REQUIRED WORK: Copy the material below line for line, keeping every word, number, and punctuation mark unchanged.

SUPPLIED INFORMATION:

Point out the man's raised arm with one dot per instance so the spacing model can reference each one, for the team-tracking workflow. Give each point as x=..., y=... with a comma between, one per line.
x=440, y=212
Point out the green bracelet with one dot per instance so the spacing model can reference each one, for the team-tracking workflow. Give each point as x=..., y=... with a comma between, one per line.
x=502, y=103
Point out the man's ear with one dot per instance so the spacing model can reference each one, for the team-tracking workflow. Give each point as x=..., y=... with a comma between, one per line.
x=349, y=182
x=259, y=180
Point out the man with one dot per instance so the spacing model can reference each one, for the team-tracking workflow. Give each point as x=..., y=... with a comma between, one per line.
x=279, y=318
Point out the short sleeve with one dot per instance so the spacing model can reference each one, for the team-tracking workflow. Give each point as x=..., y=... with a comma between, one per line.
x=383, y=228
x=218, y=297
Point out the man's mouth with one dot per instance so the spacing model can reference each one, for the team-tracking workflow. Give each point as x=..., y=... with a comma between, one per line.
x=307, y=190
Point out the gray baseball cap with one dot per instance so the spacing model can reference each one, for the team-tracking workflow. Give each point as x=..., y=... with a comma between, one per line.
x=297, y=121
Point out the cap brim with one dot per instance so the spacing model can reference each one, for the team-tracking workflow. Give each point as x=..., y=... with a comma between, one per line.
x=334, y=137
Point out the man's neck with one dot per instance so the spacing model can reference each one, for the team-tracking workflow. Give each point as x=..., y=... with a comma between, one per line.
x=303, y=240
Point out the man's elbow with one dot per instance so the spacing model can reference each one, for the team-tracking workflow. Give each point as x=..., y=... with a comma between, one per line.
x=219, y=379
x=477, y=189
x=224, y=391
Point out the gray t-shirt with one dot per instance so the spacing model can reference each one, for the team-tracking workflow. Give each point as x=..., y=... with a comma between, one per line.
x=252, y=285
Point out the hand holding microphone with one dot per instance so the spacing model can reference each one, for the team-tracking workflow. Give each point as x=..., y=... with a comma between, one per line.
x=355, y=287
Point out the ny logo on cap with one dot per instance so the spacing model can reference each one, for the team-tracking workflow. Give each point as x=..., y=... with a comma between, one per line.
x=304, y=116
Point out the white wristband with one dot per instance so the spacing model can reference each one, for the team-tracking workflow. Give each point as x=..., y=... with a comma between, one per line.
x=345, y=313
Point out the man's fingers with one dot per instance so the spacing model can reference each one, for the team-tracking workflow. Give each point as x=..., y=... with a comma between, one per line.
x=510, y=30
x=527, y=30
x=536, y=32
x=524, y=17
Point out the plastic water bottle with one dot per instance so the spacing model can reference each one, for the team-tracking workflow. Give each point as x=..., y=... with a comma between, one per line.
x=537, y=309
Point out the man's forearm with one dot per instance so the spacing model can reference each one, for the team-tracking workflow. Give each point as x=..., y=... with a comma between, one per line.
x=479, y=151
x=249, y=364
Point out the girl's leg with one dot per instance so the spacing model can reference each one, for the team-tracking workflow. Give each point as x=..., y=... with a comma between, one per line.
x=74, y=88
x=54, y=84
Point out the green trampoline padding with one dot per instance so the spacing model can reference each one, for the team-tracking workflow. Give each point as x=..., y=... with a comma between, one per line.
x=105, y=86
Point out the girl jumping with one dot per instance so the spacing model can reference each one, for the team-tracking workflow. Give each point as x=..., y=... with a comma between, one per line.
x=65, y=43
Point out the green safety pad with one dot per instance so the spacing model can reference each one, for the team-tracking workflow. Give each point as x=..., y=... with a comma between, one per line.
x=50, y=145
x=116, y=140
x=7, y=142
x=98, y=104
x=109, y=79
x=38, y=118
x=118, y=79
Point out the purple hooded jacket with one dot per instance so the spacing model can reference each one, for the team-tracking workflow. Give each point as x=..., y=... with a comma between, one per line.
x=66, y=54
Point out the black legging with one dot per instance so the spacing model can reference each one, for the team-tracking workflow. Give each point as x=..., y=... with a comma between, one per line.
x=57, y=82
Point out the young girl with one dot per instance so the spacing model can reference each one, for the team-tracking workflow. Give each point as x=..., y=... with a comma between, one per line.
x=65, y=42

OUTPUT FOR THIS EXERCISE:
Point out the man's raised arm with one dot per instance so the spacing model can reference each one, for the team-tracking workflow. Give each point as x=..., y=... with a comma between, one per line.
x=440, y=212
Point out the green bracelet with one dot per instance so the spacing model can reference each one, for the team-tracking workflow. Give each point as x=..., y=... with a comma between, one per line.
x=502, y=103
Point out the man's ear with one dot per instance so the spacing model can reference each one, for the team-tracking workflow. Give each point as x=..., y=... with a comma between, one per line.
x=349, y=182
x=259, y=180
Point out the man with one dot per instance so the spacing model can reference each one, for the team-tracking workflow. Give each point as x=..., y=... with a comma between, one per line.
x=279, y=318
Point out the short sleeve with one dot per instance so the spacing model can reference each one, for the team-tracking workflow. Give each point as x=..., y=... with a comma between, one per line.
x=383, y=228
x=218, y=297
Point out the man's mouth with one dot per instance so the spacing model can reference each one, for the team-tracking workflow. Give each point as x=..., y=... with a comma between, one per line.
x=307, y=190
Point out the gray baseball cap with one dot per instance so the spacing model can reference each one, for the team-tracking workflow. Give each point as x=..., y=... with a comma between, one per line.
x=297, y=121
Point out the cap brim with one dot per instance so the spacing model can reference each one, for the team-tracking workflow. Give each point as x=..., y=... with a comma between, one per line.
x=334, y=137
Point out the man's neck with one dot per instance so the spacing model can reference each one, for the team-tracking workflow. Give each point as x=..., y=... with a comma between, one per line.
x=303, y=240
Point out the man's elbow with one dot per instance so the spacing model can reference each one, for the team-tracking workflow. Give each point as x=..., y=... with a comma between, one per line.
x=219, y=379
x=477, y=189
x=224, y=391
Point out the gray t-shirt with one dot per instance so the spacing model can reference each one, for the team-tracking workflow. Give each point as x=..., y=... with a comma between, one per line.
x=252, y=285
Point out the hand holding microphone with one dot per instance so the spacing model can reference each one, for the team-tracking workflow. Give each point as x=..., y=... with a comma between, one per line.
x=355, y=287
Point out the ny logo on cap with one dot per instance so the spacing model can reference each one, for the team-tracking workflow. Give each point as x=..., y=... with a comma between, one per line.
x=304, y=116
Point out the white wristband with one dot per instance so the spacing model can reference each one, for the team-tracking workflow. Give each point as x=..., y=... with a comma between, one per line.
x=345, y=313
Point out the man's fingers with one dot per instance so the spacing model can reference each one, for the team-tracking workflow. Give each point as x=..., y=... with a comma between, one per line.
x=510, y=30
x=527, y=30
x=536, y=32
x=524, y=17
Point out the plastic water bottle with one dot per instance so the spacing model can reference each one, for the team-tracking workflow. Give each point as x=..., y=... with a comma between, one per line.
x=537, y=309
Point out the man's forearm with one dot per instance so the spacing model can reference each one, for the team-tracking workflow. Give each point as x=..., y=... with a comma between, one per line.
x=479, y=151
x=249, y=364
Point out the girl's leg with one dot per instance so the spacing model can reference each one, for the team-tracking workflow. Give each point as x=..., y=... with a comma between, one per line.
x=74, y=88
x=54, y=84
Point out the green trampoline padding with one dot per instance so the spacing model can reference each one, for the team-tracking workflow. Give each point as x=..., y=... with a comma between, one per line.
x=105, y=86
Point out the girl jumping with one dot per instance so the spacing model can reference each one, for the team-tracking workflow. Give each point as x=..., y=... with a comma between, one per line.
x=65, y=43
Point out the green safety pad with one dot per instance so the spacing model can reference each one, for the team-tracking workflow. Give each point as x=..., y=... with a comma between, one per line.
x=50, y=145
x=116, y=140
x=7, y=142
x=98, y=104
x=109, y=79
x=38, y=118
x=118, y=79
Point out the purple hooded jacket with one dot per instance so the spacing model can reference each one, for the team-tracking workflow. Give each point as x=..., y=... with a comma between, one per line.
x=66, y=54
Point out the black legging with one dot per instance so the spacing model can reference each one, for the team-tracking workflow. Give each point as x=..., y=... with a comma between, one per line.
x=57, y=82
Point out the young girl with one dot per instance so the spacing model can reference each one, for the team-tracking workflow. Give each point as x=..., y=... with a comma between, one per line.
x=65, y=42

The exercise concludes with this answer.